▶ Reading passage
Oh, and don’t try using application-side caching for multiple-connections (i.e. even DB-Proxy SHOULD NOT be allowed to cache). While this is theoretically possible, re-ordering of replies on the way from DB to DB-Proxy make the whole thing way too complicated to be practical. While I’ve done such a thing myself once, and it worked without any problems (after several months of heavy replay-based testing), it was the most convoluted thing I’ve ever written, and I clearly don’t want to repeat this experience.

But IMNSHO the worst thing about using multiple DB connections, is that while each of those DB FSMs can be made deterministic (via “call interception”), the whole DB Server cannot possibly be made deterministic (for multiple connections), period. It means that it may work perfectly under test, but fail in production while processing exactly the same sequence of requests.

Worse than that, there is a strong tendency for improper-transaction-isolation bugs to manifest themselves only under heavy load.

So, you can easily live with such a bug (for example, using SELECT instead of SELECT FOR UPDATE) quietly sitting in, but not manifesting itself until your Big Day comes, and then it crashes your site.6 Believe me, you really don’t find yourself in such a situation, it can be really (and I mean Really) unpleasant.

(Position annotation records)
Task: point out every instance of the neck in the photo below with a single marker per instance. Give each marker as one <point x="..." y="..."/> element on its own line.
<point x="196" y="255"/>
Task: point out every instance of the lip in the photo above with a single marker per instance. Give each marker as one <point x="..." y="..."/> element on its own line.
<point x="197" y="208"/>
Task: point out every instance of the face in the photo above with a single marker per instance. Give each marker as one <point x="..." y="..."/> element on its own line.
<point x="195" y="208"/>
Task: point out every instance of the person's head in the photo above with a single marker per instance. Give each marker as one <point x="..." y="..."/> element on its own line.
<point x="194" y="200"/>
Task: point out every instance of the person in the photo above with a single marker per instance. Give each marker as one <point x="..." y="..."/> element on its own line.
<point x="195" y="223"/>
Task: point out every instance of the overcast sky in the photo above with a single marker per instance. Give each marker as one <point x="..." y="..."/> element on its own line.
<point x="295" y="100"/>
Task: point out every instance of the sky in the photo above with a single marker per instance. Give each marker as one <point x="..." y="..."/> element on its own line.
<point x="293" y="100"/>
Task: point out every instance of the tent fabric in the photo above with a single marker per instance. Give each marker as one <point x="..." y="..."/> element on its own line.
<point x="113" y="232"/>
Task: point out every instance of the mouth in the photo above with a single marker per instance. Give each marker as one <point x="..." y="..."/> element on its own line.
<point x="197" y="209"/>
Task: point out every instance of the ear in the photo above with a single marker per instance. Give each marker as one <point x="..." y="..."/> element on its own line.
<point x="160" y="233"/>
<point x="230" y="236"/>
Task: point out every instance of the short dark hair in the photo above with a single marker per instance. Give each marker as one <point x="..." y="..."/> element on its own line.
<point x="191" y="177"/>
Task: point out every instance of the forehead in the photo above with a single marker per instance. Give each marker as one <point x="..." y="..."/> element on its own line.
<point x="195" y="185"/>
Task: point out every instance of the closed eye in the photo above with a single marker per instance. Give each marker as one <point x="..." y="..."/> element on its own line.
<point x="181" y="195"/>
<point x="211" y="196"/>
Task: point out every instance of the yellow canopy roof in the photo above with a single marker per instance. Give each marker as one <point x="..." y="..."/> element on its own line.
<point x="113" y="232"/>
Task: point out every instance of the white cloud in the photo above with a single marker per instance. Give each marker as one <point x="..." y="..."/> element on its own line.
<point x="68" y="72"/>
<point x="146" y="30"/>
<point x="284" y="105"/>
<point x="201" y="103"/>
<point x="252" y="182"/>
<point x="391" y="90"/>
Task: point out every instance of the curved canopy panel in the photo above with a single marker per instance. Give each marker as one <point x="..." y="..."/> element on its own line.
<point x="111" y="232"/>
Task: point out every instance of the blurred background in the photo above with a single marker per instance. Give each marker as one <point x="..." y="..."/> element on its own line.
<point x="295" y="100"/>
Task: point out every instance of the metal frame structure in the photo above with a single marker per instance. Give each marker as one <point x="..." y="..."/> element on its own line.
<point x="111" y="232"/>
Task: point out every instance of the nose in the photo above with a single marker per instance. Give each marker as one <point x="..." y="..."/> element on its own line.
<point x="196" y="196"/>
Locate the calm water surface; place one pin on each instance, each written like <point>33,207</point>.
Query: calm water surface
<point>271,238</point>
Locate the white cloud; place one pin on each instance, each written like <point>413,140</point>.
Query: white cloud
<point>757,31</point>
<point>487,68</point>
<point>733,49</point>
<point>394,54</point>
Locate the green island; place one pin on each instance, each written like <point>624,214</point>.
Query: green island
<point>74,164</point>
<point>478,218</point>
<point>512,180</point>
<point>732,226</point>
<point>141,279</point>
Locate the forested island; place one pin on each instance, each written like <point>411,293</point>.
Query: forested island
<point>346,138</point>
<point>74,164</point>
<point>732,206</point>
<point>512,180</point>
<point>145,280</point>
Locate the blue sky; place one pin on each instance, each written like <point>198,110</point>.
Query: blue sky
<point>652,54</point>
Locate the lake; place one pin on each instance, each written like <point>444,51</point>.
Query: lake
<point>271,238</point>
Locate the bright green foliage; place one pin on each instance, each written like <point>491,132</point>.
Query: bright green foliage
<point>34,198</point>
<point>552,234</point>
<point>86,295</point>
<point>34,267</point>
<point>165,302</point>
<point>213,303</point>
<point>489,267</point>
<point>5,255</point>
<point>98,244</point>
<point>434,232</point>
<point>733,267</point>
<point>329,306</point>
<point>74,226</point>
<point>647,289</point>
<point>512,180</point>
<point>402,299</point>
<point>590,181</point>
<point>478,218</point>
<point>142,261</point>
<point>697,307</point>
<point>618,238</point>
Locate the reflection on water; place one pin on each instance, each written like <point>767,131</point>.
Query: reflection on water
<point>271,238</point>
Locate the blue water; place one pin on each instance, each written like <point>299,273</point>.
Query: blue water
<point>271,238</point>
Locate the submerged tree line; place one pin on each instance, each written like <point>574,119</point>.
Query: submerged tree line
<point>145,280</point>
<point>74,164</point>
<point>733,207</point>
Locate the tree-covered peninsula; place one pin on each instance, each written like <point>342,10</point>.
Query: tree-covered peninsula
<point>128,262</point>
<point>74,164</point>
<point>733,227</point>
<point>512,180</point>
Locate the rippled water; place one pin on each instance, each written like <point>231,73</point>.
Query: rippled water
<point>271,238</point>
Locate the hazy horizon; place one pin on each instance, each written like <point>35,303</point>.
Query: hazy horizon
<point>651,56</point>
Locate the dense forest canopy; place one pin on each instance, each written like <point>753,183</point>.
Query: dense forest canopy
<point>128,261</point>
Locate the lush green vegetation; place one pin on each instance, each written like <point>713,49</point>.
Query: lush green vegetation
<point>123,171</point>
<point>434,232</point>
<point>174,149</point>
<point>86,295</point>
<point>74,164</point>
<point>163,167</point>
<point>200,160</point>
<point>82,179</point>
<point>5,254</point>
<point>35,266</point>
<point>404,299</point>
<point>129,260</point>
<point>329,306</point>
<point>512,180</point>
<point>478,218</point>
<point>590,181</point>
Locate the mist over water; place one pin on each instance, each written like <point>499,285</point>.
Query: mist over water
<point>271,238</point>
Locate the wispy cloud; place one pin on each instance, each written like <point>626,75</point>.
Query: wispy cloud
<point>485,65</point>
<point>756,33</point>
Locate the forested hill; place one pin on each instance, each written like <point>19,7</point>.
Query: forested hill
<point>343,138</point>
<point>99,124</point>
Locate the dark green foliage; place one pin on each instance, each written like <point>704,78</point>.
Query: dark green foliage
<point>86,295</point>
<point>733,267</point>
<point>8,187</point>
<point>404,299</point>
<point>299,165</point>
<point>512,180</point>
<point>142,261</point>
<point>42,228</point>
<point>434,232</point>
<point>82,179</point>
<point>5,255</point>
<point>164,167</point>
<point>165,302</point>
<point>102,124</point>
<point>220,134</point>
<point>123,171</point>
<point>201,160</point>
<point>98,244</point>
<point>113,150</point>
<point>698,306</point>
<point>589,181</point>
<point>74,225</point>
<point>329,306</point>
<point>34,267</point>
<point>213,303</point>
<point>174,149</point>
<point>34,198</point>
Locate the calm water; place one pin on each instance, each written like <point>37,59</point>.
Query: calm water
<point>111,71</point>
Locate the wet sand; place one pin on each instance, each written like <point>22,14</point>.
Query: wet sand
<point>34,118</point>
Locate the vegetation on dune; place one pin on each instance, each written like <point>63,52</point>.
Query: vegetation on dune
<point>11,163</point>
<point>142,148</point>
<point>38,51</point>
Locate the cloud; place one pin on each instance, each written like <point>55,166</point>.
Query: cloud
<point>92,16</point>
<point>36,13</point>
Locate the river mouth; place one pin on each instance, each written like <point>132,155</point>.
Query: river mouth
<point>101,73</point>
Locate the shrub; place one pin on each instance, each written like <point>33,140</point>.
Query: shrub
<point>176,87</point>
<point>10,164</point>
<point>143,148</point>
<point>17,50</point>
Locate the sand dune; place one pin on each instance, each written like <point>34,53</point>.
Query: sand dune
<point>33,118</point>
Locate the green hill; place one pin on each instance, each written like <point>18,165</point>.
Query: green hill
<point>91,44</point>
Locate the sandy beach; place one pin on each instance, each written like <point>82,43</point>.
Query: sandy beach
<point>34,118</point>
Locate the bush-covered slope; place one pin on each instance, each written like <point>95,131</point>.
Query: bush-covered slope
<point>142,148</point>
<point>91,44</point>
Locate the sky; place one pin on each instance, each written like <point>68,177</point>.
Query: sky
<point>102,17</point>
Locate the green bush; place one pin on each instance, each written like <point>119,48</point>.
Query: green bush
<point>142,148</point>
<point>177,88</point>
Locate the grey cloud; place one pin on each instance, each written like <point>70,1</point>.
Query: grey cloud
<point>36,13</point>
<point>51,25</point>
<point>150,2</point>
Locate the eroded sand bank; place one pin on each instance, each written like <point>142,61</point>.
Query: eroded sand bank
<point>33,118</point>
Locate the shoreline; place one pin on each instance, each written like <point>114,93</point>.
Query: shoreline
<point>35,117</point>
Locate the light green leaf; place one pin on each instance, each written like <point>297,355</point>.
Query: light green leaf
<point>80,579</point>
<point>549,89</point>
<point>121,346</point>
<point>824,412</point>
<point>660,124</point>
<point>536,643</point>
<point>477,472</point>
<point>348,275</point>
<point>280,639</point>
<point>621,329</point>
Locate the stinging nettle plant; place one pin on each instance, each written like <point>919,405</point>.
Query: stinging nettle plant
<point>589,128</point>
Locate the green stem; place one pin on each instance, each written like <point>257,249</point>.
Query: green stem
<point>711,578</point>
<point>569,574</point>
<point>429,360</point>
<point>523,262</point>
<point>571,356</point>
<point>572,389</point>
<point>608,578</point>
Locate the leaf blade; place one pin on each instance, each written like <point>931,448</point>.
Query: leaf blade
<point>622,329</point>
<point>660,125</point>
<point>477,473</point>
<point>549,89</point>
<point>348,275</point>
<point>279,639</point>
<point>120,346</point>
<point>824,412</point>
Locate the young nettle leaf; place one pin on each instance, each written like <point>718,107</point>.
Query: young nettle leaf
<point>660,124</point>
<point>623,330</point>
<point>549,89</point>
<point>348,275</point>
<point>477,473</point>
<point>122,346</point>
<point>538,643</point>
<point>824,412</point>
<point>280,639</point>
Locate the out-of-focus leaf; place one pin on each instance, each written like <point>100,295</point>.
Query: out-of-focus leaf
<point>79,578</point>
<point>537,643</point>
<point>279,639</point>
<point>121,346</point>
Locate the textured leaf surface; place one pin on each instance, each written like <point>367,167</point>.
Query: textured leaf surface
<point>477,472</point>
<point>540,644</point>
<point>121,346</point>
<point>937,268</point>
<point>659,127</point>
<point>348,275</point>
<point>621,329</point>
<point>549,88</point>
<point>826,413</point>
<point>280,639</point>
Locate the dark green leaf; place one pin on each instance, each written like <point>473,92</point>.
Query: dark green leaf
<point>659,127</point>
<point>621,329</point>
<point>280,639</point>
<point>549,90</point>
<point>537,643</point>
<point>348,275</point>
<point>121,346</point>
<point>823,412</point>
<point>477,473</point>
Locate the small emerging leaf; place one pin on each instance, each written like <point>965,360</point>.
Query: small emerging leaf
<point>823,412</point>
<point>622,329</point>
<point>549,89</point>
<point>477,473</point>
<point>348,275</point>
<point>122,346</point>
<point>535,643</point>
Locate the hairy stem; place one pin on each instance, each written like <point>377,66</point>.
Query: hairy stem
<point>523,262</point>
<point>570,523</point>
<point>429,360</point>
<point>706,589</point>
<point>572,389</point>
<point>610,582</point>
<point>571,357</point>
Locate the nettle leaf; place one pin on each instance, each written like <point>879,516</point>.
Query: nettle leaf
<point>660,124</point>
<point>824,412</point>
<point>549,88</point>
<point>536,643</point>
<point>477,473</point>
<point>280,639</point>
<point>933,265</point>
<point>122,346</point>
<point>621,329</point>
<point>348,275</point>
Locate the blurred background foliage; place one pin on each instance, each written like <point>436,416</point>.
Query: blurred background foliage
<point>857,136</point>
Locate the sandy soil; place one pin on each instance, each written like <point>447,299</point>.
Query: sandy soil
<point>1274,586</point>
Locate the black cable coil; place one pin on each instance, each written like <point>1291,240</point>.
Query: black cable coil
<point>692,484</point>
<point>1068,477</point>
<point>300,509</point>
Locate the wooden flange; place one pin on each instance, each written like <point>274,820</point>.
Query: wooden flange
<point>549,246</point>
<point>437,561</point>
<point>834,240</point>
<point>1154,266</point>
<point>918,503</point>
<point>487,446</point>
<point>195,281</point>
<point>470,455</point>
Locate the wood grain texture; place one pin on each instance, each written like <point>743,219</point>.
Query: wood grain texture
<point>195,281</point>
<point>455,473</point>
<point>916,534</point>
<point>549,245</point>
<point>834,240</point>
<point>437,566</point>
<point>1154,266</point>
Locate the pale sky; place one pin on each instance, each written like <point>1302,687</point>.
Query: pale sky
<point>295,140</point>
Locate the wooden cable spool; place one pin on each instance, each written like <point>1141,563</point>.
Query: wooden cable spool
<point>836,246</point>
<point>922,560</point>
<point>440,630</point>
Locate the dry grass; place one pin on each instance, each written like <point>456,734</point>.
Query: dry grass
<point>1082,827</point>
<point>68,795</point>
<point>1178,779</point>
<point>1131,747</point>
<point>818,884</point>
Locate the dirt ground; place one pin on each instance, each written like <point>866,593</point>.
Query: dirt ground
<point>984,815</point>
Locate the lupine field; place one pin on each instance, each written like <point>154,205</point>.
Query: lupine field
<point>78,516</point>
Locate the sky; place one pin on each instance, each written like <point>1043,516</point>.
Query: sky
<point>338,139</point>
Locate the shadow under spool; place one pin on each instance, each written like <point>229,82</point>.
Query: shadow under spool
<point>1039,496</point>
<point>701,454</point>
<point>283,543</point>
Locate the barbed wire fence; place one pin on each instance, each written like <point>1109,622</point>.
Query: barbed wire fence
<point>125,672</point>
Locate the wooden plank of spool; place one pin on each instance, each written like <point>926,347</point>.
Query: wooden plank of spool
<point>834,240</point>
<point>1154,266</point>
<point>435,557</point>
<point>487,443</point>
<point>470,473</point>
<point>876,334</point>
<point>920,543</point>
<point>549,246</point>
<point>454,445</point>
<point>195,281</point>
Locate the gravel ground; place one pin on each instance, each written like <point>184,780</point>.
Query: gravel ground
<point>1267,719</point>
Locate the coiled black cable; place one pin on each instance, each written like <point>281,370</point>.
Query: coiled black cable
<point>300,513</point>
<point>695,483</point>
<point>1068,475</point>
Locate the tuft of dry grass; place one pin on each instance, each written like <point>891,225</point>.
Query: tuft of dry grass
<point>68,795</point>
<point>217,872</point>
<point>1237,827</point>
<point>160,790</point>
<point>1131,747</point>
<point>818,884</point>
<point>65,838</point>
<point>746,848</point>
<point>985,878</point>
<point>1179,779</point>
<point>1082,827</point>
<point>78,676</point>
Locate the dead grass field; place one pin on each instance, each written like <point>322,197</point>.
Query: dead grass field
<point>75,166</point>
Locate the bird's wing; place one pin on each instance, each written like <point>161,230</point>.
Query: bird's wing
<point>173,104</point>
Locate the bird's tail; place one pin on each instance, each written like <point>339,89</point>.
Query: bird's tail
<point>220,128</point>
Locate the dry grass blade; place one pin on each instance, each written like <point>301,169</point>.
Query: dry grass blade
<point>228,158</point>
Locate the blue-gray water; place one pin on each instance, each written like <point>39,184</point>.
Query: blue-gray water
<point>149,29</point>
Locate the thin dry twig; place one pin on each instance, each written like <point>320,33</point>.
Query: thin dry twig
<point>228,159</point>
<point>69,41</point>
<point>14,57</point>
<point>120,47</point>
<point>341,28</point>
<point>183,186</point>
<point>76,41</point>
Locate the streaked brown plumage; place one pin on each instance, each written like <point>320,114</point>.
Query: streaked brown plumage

▶ Exercise instructions
a: According to the passage on multiple database connections, which bugs tend to show up only under heavy load?
b: From the passage on multiple database connections, extract the text from "Oh, and don’t" up to and including "sequence of requests.".
These lines were taken from a separate source.

▶ Full solutions
a: Improper-transaction-isolation bugs.

b:
Oh, and don’t try using application-side caching for multiple-connections (i.e. even DB-Proxy SHOULD NOT be allowed to cache). While this is theoretically possible, re-ordering of replies on the way from DB to DB-Proxy make the whole thing way too complicated to be practical. While I’ve done such a thing myself once, and it worked without any problems (after several months of heavy replay-based testing), it was the most convoluted thing I’ve ever written, and I clearly don’t want to repeat this experience.

But IMNSHO the worst thing about using multiple DB connections, is that while each of those DB FSMs can be made deterministic (via “call interception”), the whole DB Server cannot possibly be made deterministic (for multiple connections), period. It means that it may work perfectly under test, but fail in production while processing exactly the same sequence of requests.